- Selected excerpt
◆ ◆ ◆
Yeah, yeah. 100%. And I think it’s just really good to get that out of the way that, you know, working with an agency is more expensive. You can try and do it yourself. You can try and cheapen out a little bit. But there are some pros and cons to that as well. So I think it’s good to just know that upfront. And what I like about the way this was based on an article, that you had written, there’s different sort of categories or reasons why people work with agencies and there’s pros and cons to each. So if it’s okay, I thought we might just break those down and talk through them. First one being expertise. And so you had mentioned that the pro of the expertise of an agency is that they’re going to have better writers on staff. They’re going to have subject matter experts. So do you wanna talk about that quickly?

Brad: (04:20)

Yeah, for sure. Especially if we’re talking about a specialty. So that’s another key thing here is number one, the agencies should have more better writers in general than you typically have access to. That includes, depending on how big the agency is, that includes if you have hired freelancers in the past. So even if you have like your little little freelance team of three writers, the agency should have like dozens of writers they’ve worked with. So not only should they be better at writing, but then the actual subject matter expertise too. They should also give you a more broad view. This always makes me laugh when I see like a job posting and this company is super obscure and what they do is super specific and they’re like, we’re going to hire a writer in Denver, Colorado that has to have these qualifications. And it’s like, yeah, good luck finding that one unicorn person with all these random skills and experiences, like you’re never going to find it. And so that’s, that’s what an agency gives you is the ability to say, okay, we’re looking for this random thing. And the agency makes it happen. That’s generally what they excel at.

Daniel: (05:20)

Yeah. Yeah. So in terms of expertise, that’s one of the advantages if you’d like, is that they typically have that subject matter expertise or they have experienced writers. On the downside though with some agencies, you had mentioned that you know, if they’re more of like a full-service agency where they do SEO, they do website design, they do email marketing. Sometimes that’s kind of a red flag that they might not be as, as you know, well versed in subjects that you need them to write on.
◆ ◆ ◆
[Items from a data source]
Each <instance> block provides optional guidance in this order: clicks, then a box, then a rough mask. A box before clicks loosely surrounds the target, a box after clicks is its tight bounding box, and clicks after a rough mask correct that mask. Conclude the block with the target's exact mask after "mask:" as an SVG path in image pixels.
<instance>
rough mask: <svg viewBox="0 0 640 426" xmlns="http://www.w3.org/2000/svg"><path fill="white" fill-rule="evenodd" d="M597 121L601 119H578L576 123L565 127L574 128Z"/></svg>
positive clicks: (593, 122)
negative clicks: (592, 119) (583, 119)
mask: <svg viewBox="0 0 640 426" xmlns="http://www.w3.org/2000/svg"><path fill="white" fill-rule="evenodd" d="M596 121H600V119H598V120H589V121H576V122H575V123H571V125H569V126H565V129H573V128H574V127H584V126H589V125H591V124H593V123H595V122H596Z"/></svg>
◆ ◆ ◆
- Exercise tasks
(A) Update the agency conversation: write it out between "Yeah. Yeah. So" and "to write on.", inclusive, with "red flag" changed to "warning sign".
(B) In the agency conversation, which city does the job posting Brad laughs about want to hire a writer in?

- Responses per task
(A)
Yeah. Yeah. So in terms of expertise, that’s one of the advantages if you’d like, is that they typically have that subject matter expertise or they have experienced writers. On the downside though with some agencies, you had mentioned that you know, if they’re more of like a full-service agency where they do SEO, they do website design, they do email marketing. Sometimes that’s kind of a warning sign that they might not be as, as you know, well versed in subjects that you need them to write on.

(B) Denver, Colorado.